### Supplied data
↓↓↓

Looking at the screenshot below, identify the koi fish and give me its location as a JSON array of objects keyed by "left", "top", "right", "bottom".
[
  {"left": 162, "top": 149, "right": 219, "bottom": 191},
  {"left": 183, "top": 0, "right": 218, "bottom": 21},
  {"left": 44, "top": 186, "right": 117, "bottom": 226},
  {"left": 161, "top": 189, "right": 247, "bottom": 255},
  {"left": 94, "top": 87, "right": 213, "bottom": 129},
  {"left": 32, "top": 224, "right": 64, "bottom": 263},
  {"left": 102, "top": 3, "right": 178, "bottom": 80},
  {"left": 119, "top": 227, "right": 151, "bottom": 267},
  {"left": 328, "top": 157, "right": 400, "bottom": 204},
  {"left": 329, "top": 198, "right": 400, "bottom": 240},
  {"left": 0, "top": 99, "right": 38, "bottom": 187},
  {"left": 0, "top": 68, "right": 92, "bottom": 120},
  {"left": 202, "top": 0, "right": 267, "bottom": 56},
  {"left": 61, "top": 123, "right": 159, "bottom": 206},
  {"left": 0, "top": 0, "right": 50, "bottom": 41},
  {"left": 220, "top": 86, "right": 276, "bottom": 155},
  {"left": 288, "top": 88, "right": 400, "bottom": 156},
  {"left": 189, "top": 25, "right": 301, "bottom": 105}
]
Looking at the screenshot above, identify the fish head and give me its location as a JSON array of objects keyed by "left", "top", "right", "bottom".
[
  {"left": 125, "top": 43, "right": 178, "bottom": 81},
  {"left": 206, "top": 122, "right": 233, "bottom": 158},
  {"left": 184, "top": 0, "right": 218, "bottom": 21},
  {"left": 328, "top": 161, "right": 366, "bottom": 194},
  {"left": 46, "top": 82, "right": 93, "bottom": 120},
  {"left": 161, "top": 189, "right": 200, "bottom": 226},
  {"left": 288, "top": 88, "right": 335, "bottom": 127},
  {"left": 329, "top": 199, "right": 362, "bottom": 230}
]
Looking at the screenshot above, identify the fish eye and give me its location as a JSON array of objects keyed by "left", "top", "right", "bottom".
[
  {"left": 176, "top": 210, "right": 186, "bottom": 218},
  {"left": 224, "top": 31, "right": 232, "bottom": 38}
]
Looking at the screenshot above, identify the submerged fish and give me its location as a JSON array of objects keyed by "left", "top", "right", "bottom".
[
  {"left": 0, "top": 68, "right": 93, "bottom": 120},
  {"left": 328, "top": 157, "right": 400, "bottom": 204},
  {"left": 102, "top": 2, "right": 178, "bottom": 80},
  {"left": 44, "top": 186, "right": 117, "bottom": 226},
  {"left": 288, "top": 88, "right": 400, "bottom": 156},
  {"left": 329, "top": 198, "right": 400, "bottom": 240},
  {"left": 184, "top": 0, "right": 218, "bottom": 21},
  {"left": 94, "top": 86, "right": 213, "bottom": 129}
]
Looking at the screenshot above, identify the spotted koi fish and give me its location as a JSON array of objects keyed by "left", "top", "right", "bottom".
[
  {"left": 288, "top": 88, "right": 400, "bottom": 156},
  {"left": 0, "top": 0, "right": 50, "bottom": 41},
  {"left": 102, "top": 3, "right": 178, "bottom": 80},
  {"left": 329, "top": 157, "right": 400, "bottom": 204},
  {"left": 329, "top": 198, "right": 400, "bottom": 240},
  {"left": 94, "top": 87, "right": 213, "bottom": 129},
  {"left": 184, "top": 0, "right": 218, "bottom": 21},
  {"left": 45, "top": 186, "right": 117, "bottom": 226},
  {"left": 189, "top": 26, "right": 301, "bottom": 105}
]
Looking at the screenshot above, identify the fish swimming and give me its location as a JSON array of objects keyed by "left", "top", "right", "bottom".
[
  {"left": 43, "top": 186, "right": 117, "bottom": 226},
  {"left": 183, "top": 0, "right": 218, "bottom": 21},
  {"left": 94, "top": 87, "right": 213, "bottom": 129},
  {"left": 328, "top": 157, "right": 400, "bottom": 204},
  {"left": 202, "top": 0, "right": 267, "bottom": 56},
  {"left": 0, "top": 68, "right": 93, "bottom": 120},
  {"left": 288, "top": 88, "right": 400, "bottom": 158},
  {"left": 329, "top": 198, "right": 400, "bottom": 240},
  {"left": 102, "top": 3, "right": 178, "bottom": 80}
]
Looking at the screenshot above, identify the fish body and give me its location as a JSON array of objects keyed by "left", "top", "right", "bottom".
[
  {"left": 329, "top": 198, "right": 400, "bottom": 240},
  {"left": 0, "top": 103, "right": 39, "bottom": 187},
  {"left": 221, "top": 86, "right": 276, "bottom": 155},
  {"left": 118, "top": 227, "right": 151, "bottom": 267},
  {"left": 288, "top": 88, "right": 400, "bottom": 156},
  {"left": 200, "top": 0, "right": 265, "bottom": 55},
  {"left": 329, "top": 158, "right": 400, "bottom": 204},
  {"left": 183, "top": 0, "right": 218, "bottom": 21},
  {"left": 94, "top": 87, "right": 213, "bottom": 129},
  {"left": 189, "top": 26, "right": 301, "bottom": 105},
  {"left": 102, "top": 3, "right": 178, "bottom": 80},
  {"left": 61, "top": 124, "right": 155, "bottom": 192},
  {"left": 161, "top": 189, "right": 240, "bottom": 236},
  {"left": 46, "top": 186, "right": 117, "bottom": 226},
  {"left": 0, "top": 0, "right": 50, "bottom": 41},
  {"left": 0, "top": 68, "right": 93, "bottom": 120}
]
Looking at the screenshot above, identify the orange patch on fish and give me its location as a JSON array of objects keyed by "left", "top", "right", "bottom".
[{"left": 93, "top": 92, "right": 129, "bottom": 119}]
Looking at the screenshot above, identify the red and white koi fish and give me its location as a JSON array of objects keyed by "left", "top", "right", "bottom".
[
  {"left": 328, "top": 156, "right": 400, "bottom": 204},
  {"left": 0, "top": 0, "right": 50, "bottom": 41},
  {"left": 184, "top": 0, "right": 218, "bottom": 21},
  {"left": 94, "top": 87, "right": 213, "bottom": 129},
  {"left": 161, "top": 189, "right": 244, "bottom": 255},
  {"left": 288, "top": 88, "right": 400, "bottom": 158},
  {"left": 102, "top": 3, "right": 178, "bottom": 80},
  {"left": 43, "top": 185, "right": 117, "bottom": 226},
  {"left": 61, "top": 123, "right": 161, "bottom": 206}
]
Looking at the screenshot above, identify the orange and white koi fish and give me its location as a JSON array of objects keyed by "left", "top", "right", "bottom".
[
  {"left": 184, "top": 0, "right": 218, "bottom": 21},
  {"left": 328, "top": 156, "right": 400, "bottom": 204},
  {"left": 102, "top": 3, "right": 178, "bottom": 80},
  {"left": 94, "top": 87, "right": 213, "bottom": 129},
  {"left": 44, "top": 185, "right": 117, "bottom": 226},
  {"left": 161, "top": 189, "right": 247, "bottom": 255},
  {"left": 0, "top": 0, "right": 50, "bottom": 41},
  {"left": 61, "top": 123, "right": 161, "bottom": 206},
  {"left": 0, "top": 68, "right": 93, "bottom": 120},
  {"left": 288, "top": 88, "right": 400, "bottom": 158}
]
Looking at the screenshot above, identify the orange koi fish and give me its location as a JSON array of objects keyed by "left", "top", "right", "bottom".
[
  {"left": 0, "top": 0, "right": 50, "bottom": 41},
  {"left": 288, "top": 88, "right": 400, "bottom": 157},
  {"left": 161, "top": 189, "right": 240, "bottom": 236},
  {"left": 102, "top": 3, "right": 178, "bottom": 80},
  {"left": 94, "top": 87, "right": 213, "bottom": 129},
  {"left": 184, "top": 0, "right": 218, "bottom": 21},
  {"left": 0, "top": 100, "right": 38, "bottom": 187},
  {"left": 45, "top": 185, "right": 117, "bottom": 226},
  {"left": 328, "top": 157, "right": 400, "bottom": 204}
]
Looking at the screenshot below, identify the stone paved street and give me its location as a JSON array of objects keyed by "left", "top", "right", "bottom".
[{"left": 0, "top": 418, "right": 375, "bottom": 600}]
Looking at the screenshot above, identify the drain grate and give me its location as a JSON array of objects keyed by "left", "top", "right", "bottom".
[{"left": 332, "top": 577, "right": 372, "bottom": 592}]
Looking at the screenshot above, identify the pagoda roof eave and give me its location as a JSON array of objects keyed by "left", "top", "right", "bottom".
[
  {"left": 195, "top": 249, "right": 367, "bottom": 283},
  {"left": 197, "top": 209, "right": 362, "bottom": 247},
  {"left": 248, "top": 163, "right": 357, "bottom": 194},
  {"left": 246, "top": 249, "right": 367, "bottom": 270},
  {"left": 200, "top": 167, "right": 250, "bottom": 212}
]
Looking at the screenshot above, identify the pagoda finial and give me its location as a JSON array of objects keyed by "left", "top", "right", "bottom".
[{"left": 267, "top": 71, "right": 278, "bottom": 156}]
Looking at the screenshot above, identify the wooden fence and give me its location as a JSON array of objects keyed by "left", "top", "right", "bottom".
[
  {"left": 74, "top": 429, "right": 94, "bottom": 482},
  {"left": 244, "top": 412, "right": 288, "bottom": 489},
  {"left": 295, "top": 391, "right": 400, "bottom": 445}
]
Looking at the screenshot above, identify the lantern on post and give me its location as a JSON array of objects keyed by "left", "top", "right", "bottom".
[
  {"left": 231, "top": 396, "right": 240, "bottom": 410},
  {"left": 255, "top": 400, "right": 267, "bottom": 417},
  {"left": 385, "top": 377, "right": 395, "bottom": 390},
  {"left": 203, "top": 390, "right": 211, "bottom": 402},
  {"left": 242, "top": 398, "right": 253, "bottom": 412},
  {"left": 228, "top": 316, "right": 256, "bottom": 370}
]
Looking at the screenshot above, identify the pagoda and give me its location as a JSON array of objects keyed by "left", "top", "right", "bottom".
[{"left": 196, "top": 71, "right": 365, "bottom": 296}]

↑↑↑

### Task details
Copy the entries verbatim, starting at the line that contains "Looking at the screenshot above, identify the lantern" and ending at the final line of the entries.

### Solution to the exercise
Looking at the screenshot above, identify the lantern on post and give me its location as a JSON array of objects keyed by "left", "top", "right", "bottom".
[
  {"left": 231, "top": 396, "right": 240, "bottom": 410},
  {"left": 255, "top": 400, "right": 267, "bottom": 417},
  {"left": 385, "top": 377, "right": 395, "bottom": 390},
  {"left": 203, "top": 390, "right": 211, "bottom": 402},
  {"left": 242, "top": 398, "right": 253, "bottom": 412},
  {"left": 228, "top": 316, "right": 256, "bottom": 370}
]
Looking at the screenshot above, identify the pagoda and give me its location as a JSON array of objects keyed by "left", "top", "right", "bottom".
[{"left": 196, "top": 71, "right": 365, "bottom": 296}]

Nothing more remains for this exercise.